Aufgaben:
A – Nenne alle Personen, die im Textauszug über Videoüberwachung namentlich vorkommen.
B – Suche jede Zeile, die das Wort „flag“ enthält, und schreibe sie ab. Groß- und Kleinschreibung zählt.

Vorliegender Textauszug:
Experten halten die Forderung nach mehr Überwachung nicht für sinnvoll. Ein „Zeugnis der Hilflosigkeit“ nennt sie der Forscher Nils Zurawski.

„Die Bilderflut überfordert“: Überwachungskamera am Kölner Hauptbahnhof. Bild: dpa

BERLIN taz | Ein Mann stellt eine mit zündfähigem Material gefüllte Tasche im Bonner Hauptbahnhof ab – prompt verfällt die Politik in altbekannte Forderungen. Führende Sicherheitsexperten halten das Drängen nach mehr Videoüberwachung – etwa durch Bundesinnenminister Hans-Peter Friedrich (CSU) – aber für nicht zielführend. Es sei seit Jahren bekannt, dass durch Big Brother in Bahnhöfen Gewalttaten nicht verhindert werden können.

„Die Forderung nach mehr Überwachung ist ein Zeugnis der Hilflosigkeit“, sagt Nils Zurawski, Soziologie-Professor an der Universität Hamburg, der dort ein Forschungsprojekt zur Videoüberwachung leitet. Politiker müssten Härte zeigen und kämen dabei immer wieder auf dieselbe alte Diskussion zurück. Dabei könne Videoüberwachung das Problem von Terror nicht lösen: „Terroristen lassen sich nicht abschrecken“, so Zurawski zur taz. „Da zählt allein der Wille.“ Das Argument, man könne mit Videoaufnahmen zumindest Anschläge besser aufklären, hält er für „zynisch“: „Wenn der Bahnhof in die Luft fliegt, dann hat man tolle Bilder davon. Das hilft den Opfern nichts.“

Laut Christian Pfeiffer, Direktor des Kriminologischen Forschungsinstituts Niedersachsen, können zwar Täter, die eine Straftat planen, durch Kameras abgeschreckt werden. Das führe aber nicht dazu, dass die Kriminalität insgesamt sinke: „Straftaten verlagern sich dafür in weniger belebte Gegenden“, sagt Pfeiffer. Zur Prävention von Affekttaten wie spontanen Prügeleien nützten sie sowieso nicht.

[Gespeicherte Einträge]
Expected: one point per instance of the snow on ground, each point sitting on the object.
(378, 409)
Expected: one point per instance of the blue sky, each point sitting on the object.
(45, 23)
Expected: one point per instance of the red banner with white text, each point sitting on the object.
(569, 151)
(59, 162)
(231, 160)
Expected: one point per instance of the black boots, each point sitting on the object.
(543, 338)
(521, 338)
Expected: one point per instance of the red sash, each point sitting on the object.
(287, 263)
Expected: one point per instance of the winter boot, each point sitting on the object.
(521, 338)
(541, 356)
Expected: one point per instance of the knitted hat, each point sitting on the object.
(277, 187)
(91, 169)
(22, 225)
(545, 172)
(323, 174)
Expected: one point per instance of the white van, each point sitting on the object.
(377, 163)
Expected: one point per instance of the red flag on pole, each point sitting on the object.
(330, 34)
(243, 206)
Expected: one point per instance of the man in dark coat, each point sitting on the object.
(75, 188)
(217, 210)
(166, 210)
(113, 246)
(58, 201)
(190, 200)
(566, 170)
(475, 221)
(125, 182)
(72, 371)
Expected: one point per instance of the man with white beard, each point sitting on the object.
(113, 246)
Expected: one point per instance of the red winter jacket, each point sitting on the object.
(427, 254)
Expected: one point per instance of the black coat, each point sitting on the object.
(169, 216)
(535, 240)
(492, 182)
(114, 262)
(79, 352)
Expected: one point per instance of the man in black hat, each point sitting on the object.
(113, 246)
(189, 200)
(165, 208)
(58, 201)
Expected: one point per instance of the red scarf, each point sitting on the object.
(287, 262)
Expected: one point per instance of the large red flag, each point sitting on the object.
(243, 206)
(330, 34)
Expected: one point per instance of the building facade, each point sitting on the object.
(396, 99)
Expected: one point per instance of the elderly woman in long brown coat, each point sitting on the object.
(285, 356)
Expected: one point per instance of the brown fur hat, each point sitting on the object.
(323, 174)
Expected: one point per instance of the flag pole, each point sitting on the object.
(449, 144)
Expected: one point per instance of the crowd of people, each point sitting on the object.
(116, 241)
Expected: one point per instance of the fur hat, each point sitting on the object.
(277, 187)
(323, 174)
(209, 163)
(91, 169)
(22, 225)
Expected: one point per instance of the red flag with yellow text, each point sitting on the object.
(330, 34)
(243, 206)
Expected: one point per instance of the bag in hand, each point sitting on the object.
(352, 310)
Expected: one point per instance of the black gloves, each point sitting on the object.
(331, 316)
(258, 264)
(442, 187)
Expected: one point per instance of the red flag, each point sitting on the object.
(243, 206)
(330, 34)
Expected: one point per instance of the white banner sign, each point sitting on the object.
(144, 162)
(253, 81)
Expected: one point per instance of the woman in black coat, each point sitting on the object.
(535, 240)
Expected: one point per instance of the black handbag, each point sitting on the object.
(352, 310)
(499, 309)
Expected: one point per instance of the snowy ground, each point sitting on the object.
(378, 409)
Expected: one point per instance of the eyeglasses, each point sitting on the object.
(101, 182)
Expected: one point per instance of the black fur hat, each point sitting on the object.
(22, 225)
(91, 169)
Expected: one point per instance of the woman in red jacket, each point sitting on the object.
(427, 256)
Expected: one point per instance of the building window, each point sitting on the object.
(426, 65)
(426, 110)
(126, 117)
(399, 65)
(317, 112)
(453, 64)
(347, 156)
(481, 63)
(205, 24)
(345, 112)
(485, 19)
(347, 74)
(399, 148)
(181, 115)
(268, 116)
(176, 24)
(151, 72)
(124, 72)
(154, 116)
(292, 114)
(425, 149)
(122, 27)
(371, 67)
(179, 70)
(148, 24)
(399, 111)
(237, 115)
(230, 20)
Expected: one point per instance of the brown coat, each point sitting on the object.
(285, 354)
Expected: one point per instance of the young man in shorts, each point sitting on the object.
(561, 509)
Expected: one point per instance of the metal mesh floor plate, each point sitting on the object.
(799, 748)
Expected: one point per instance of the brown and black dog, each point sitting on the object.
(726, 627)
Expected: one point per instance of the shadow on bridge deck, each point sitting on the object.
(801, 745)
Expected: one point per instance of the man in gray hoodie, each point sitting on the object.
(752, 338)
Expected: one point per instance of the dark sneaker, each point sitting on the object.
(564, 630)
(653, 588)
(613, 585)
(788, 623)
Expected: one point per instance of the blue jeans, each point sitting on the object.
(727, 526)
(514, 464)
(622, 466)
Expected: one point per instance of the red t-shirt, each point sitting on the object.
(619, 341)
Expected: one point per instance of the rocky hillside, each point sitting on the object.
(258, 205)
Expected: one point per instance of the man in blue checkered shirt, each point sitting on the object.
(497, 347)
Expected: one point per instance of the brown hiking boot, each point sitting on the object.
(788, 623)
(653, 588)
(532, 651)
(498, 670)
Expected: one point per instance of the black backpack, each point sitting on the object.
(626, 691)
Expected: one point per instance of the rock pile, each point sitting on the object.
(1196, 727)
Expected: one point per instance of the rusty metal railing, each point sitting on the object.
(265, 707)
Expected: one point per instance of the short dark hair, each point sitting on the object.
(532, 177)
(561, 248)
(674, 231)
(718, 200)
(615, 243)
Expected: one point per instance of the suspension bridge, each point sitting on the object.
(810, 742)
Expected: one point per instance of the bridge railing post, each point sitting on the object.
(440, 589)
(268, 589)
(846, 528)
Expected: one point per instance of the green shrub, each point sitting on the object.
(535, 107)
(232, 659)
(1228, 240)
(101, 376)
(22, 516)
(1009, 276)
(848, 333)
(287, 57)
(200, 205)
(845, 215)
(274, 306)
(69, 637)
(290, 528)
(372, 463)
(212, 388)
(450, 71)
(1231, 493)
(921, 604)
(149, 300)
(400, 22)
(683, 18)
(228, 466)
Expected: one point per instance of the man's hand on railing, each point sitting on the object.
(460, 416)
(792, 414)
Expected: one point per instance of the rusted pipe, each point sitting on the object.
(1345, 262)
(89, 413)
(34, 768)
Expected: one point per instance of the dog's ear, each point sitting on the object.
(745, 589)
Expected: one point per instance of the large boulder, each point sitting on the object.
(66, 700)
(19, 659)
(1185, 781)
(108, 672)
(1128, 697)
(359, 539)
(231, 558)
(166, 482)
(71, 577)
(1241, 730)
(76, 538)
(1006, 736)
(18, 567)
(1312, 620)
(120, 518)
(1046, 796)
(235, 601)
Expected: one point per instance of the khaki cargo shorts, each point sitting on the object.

--

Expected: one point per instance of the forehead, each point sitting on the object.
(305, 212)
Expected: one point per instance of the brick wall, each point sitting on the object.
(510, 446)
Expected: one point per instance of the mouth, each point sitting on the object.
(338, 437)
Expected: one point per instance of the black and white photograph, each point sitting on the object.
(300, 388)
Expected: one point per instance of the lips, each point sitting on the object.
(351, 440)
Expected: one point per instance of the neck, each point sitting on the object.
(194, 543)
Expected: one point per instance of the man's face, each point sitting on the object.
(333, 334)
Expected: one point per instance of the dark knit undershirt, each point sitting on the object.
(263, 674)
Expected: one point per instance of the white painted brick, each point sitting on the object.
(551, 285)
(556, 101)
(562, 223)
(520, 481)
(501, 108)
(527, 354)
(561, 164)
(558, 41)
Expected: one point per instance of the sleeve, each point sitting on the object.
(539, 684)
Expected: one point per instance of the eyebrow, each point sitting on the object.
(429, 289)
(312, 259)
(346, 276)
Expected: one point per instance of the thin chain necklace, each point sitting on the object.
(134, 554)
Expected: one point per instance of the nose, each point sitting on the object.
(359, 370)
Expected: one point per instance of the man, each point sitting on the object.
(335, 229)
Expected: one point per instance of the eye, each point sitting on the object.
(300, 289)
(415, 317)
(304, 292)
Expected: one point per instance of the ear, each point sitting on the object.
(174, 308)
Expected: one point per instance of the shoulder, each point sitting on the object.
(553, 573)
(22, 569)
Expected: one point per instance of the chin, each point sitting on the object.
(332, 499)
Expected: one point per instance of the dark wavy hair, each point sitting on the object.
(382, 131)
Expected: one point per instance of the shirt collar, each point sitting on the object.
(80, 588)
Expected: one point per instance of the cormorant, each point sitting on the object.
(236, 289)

Erwartete Antworten:
A – Nils Zurawski, Hans-Peter Friedrich, Christian Pfeiffer

B –
Expected: one point per instance of the red flag on pole, each point sitting on the object.
Expected: one point per instance of the large red flag, each point sitting on the object.
Expected: one point per instance of the flag pole, each point sitting on the object.
Expected: one point per instance of the red flag with yellow text, each point sitting on the object.
Expected: one point per instance of the red flag, each point sitting on the object.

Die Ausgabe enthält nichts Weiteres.